_Source_
More than 900,000 people in Russia speak Armenian (and more than six million across the world), despite the fact that over 1.7 million ethnic Armenians live on Russian territory (mostly, in the south and in the Caucasus) - almost twice the actual speakers. Still, the language does not have official status in any of Russia’s regions. 

7. Avar 

A festival of Dagestan peoples in Derbent.

One of the 14 official languages of Dagestan, Avar is the most widely spoken in the republic, after Russian, with more than 700,000 speakers - mostly, representing the Avar people, although it is also an intra-national language. There are local dialects in every region inhabited by Avars and they’re so different that inhabitants of neighboring settlements may find it difficult to understand each other at times. 

8. Azeri

Azerbaijan Cultural and Educational Center in the Moscow Region.

The Azeri language is another official language spoken in the Republic of Dagestan. It is also spoken by Russia’s Azerbaijani minority. Meanwhile, the number of speakers across the world exceeds 25 million, with only 670,000 of them living in Russia; interestingly, that still makes it one of the most widely spoken languages in the country. Also, unlike Azerbaijan, which uses the Latin alphabet, Russian speakers use Cyrillic.

9. Mordovian

The center of national culture in the village of Staraya Terizmorga in Mordovia.

Linguists believe there are actually two Mordovian languages - Moksha and Erzya, which take their names from two main sub-ethnic groupings of the Mordovian people. Both have official status in the Republic of Mordovia, but are also spoken in Chuvashia and, sometimes, Tatarstan and Bashkortostan. The spoken versions of the languages match up by about 70 percent, while written and official forms are 90 percent identical. That is to say that the speakers of both dialects understand each other well. The language is spoken by more than 430,000 people. 

10. Kabardian-Cherkess

Kabardino-Balkar Republic. A local in the village of Eltyubyu.

More than half a million people in Russia speak the language of the Kabardians and Cherkess peoples, with the figure rising to 1.6 million worldwide! Kabardian-Cherkess is one of the most ancient languages of the Caucasus region (and Europe in general) and it has preserved several interesting characteristics. For instance, it uses a twenty-decimal counting system, normally encountered in Celtic and Mayan languages. Its closest relative is considered to be the language spoken by the Adygeyan people, who inhabit the Adygeya Republic.

_Source excerpt_

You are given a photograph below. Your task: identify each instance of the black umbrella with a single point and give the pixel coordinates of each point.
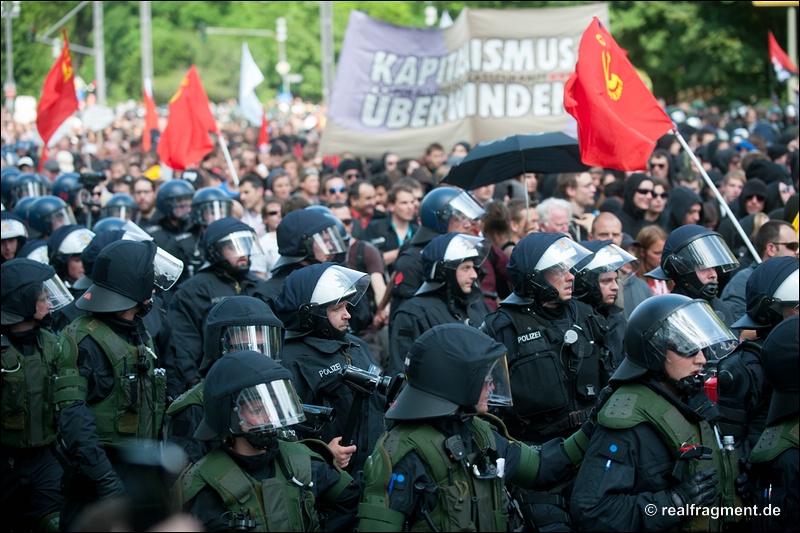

_Problem to solve_
Using the text on languages of Russia, answer these:
1. How many speakers does Avar have?
2. Which alphabet do Azeri speakers in Russia use?
3. By what percentage do the written and official forms of Moksha and Erzya match?

_Written answer_
1. More than 700,000.
2. Cyrillic.
3. 90 percent.